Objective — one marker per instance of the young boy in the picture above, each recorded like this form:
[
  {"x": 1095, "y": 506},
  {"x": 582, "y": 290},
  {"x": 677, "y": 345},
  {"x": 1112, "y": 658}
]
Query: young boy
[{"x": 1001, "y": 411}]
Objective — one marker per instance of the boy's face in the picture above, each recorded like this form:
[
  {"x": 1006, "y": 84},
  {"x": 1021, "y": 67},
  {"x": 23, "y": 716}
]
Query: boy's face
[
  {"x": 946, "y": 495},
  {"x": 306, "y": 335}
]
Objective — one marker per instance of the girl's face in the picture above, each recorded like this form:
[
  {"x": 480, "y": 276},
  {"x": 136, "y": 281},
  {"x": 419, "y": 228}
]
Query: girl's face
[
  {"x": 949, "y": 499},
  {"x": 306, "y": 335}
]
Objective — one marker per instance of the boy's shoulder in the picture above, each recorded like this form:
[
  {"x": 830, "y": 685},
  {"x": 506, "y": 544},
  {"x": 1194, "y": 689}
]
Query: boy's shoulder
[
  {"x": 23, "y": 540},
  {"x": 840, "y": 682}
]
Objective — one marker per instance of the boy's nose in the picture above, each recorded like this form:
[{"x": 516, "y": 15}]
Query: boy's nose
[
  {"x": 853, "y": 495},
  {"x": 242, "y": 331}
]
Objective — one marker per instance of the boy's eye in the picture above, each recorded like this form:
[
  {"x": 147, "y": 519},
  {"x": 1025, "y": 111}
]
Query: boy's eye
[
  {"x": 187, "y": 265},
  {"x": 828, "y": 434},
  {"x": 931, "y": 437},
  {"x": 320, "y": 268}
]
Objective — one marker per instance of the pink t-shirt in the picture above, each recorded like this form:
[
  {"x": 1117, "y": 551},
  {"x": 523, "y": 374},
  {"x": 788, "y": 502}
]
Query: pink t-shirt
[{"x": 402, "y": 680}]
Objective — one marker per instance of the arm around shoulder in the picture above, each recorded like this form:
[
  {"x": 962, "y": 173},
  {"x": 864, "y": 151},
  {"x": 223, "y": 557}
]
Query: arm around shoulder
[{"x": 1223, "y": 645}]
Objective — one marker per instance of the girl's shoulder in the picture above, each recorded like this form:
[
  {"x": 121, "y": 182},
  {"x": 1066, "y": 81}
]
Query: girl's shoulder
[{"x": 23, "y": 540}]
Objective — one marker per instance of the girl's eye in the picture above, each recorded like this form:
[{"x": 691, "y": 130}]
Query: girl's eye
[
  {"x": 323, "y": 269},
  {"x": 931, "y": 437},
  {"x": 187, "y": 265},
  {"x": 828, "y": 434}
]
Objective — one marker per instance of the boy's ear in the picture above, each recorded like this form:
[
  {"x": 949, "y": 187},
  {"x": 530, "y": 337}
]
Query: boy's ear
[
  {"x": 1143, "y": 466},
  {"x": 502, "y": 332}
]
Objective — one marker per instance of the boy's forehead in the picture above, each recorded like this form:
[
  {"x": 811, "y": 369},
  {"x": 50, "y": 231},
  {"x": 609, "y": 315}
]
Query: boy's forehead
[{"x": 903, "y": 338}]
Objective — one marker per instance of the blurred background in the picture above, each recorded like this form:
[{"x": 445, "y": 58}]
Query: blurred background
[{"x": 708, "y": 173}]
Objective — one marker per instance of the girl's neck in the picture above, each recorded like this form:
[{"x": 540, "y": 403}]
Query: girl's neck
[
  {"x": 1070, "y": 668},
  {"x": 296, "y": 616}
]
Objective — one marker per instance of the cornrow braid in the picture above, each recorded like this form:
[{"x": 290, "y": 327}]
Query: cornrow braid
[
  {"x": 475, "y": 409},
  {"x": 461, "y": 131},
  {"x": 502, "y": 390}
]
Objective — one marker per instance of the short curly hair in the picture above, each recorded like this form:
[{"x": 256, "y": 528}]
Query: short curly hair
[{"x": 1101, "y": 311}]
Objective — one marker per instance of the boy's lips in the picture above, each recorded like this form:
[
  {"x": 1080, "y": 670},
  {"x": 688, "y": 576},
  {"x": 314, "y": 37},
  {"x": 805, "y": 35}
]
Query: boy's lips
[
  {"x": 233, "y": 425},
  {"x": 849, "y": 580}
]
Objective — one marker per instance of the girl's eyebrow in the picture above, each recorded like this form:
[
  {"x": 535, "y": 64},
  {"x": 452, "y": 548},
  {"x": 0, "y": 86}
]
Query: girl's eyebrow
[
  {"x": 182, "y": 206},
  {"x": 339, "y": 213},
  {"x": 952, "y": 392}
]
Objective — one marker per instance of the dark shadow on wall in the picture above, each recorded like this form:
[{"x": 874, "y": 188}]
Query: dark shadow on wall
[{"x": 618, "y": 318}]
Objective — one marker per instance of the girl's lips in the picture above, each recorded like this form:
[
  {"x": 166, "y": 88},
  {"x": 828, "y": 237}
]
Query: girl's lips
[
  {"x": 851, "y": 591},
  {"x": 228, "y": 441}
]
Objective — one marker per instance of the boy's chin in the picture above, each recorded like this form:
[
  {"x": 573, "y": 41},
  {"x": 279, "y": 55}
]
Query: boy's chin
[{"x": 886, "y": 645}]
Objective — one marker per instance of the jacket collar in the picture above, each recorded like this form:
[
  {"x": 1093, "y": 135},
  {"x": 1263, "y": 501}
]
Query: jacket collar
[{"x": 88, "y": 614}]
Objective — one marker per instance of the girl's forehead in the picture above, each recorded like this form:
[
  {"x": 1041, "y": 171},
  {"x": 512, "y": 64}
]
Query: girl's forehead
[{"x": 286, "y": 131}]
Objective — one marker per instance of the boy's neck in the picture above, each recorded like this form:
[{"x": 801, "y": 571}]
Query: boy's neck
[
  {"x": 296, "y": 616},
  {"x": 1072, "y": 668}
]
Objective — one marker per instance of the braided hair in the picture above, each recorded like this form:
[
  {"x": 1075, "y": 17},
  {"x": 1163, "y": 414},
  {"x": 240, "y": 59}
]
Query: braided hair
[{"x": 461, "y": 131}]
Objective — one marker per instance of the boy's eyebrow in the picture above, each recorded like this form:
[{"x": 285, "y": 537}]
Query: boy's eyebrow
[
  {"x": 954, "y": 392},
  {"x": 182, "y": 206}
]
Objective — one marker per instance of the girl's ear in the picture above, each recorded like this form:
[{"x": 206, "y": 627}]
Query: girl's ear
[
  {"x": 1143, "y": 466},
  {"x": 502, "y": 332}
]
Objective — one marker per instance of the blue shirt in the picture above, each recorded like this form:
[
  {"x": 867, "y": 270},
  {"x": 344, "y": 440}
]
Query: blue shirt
====================
Your answer should contain every entry, transcribed exactly.

**REPLY TO THE EXERCISE:**
Objective — one marker per instance of the young boy in the picture above, each recorded like this form:
[
  {"x": 1095, "y": 506},
  {"x": 582, "y": 290},
  {"x": 677, "y": 345},
  {"x": 1112, "y": 658}
]
Query: young boy
[{"x": 1001, "y": 411}]
Objective — one marker per instance of the boy's face in the picture above, each recorded like this form:
[
  {"x": 1006, "y": 84},
  {"x": 1021, "y": 67},
  {"x": 23, "y": 716}
]
Query: boy's face
[
  {"x": 946, "y": 495},
  {"x": 306, "y": 335}
]
Objective — one marker per instance of the girl's face in the picture above, each recorded like this form:
[
  {"x": 480, "y": 276},
  {"x": 136, "y": 281},
  {"x": 419, "y": 228}
]
Query: girl's face
[
  {"x": 949, "y": 499},
  {"x": 306, "y": 335}
]
Objective — one marker per instance of the boy's shoulder in the picture above, each recorded like this form:
[
  {"x": 830, "y": 685},
  {"x": 506, "y": 544},
  {"x": 1194, "y": 689}
]
Query: boy's shoulder
[
  {"x": 23, "y": 540},
  {"x": 840, "y": 682}
]
Objective — one marker per instance of the boy's nose in the picture above, each recorded like this form:
[{"x": 516, "y": 15}]
Query: boy's nose
[
  {"x": 853, "y": 495},
  {"x": 242, "y": 331}
]
Objective — one marker per instance of the boy's eye in the picture above, each recorded like this form:
[
  {"x": 147, "y": 519},
  {"x": 1025, "y": 111}
]
Query: boy's eye
[
  {"x": 187, "y": 265},
  {"x": 828, "y": 434},
  {"x": 931, "y": 437},
  {"x": 320, "y": 268}
]
Objective — one marker per instance of the pink t-shirt in the picture above, each recorded like this form:
[
  {"x": 1117, "y": 551},
  {"x": 523, "y": 374},
  {"x": 788, "y": 502}
]
Query: pink t-shirt
[{"x": 402, "y": 680}]
Objective — one marker per instance of the arm around shoulder in the picture above, each recorded like this form:
[
  {"x": 962, "y": 173},
  {"x": 864, "y": 151},
  {"x": 223, "y": 557}
]
Query: arm around shoulder
[{"x": 1223, "y": 645}]
Objective — one marker per instance of the girl's shoulder in the picture above, each recorded like this form:
[
  {"x": 121, "y": 182},
  {"x": 1066, "y": 81}
]
Query: girl's shoulder
[{"x": 23, "y": 540}]
Objective — one marker per instance of the girl's eye in the picture above, each recorded like this form:
[{"x": 691, "y": 130}]
Query: girl's eye
[
  {"x": 323, "y": 269},
  {"x": 931, "y": 437},
  {"x": 187, "y": 265},
  {"x": 828, "y": 434}
]
Objective — one marker per instance of the boy's ear in the picture above, each recorded like this form:
[
  {"x": 949, "y": 187},
  {"x": 530, "y": 337}
]
Query: boy's ear
[
  {"x": 1143, "y": 466},
  {"x": 502, "y": 332}
]
Objective — one marker per instance of the boy's forehead in the picture above, each recorded like this form:
[
  {"x": 811, "y": 369},
  {"x": 50, "y": 231},
  {"x": 609, "y": 315}
]
Query: boy's forehead
[{"x": 903, "y": 338}]
Objective — one marker per instance of the blurred background in the picture above, each recorded like this form:
[{"x": 445, "y": 58}]
Query: blurred background
[{"x": 708, "y": 173}]
Objective — one marker per instance of the girl's neck in the picture above, each recorded like this form:
[{"x": 540, "y": 403}]
Query: girl's neck
[
  {"x": 1070, "y": 668},
  {"x": 296, "y": 616}
]
Objective — one marker per instance of the cornrow braid in the picture above, each recorded like this form:
[{"x": 290, "y": 327}]
Query: cornrow braid
[
  {"x": 475, "y": 409},
  {"x": 461, "y": 131},
  {"x": 502, "y": 390}
]
Objective — one marker per instance of the short curly hair in the picture above, each recorded like this form:
[{"x": 256, "y": 528}]
Query: short curly hair
[{"x": 1101, "y": 311}]
Objective — one marker per instance of the boy's lips in the picture above, each recorded like this form:
[
  {"x": 1080, "y": 670},
  {"x": 688, "y": 576},
  {"x": 314, "y": 37},
  {"x": 805, "y": 35}
]
Query: boy's lips
[
  {"x": 233, "y": 425},
  {"x": 849, "y": 580}
]
Objective — one marker per instance of the girl's eyebrow in the picture above, each recorded like this form:
[
  {"x": 535, "y": 64},
  {"x": 452, "y": 548},
  {"x": 0, "y": 86}
]
Query: girl's eyebrow
[
  {"x": 182, "y": 206},
  {"x": 339, "y": 213},
  {"x": 952, "y": 392}
]
Objective — one marker per instance of the dark shadow on wall in the picture above, each recorded like this form:
[{"x": 874, "y": 188}]
Query: dark shadow on wall
[{"x": 618, "y": 318}]
Objective — one marker per instance of the girl's lips in the picture above, each recorded like this form:
[
  {"x": 166, "y": 88},
  {"x": 828, "y": 237}
]
Query: girl's lips
[
  {"x": 851, "y": 591},
  {"x": 228, "y": 441}
]
Objective — one marker per instance of the boy's chin in the picture above, each recorded like this form:
[
  {"x": 573, "y": 41},
  {"x": 279, "y": 55}
]
Query: boy's chin
[{"x": 886, "y": 645}]
Objective — one marker per instance of the jacket collar in the picture above, each recorded like this form:
[
  {"x": 1093, "y": 135},
  {"x": 1263, "y": 501}
]
Query: jacket collar
[{"x": 88, "y": 614}]
Objective — one marker per instance of the girl's forehead in the picture above, each recorded like this form:
[
  {"x": 1041, "y": 171},
  {"x": 512, "y": 64}
]
Query: girl's forehead
[{"x": 286, "y": 131}]
Objective — one marker per instance of the boy's neck in the picture above, each recorded like this form:
[{"x": 801, "y": 571}]
Query: boy's neck
[
  {"x": 296, "y": 616},
  {"x": 1072, "y": 668}
]
Objective — one marker per instance of the braided hair in the picture above, each recorded like this form:
[
  {"x": 1075, "y": 17},
  {"x": 1163, "y": 414},
  {"x": 240, "y": 59}
]
Query: braided hair
[{"x": 461, "y": 131}]
Objective — one marker per instance of the boy's eyebrow in the picture above, each recorded like this form:
[{"x": 285, "y": 537}]
Query: boy's eyebrow
[
  {"x": 954, "y": 392},
  {"x": 182, "y": 206}
]
Objective — one marker per instance of the girl's ear in the picture above, each recorded like this form:
[{"x": 206, "y": 627}]
Query: girl's ear
[
  {"x": 1143, "y": 466},
  {"x": 502, "y": 332}
]
Objective — one marker per instance of the blue shirt in the picture above, each recorded like this form:
[
  {"x": 867, "y": 270},
  {"x": 344, "y": 440}
]
Query: blue shirt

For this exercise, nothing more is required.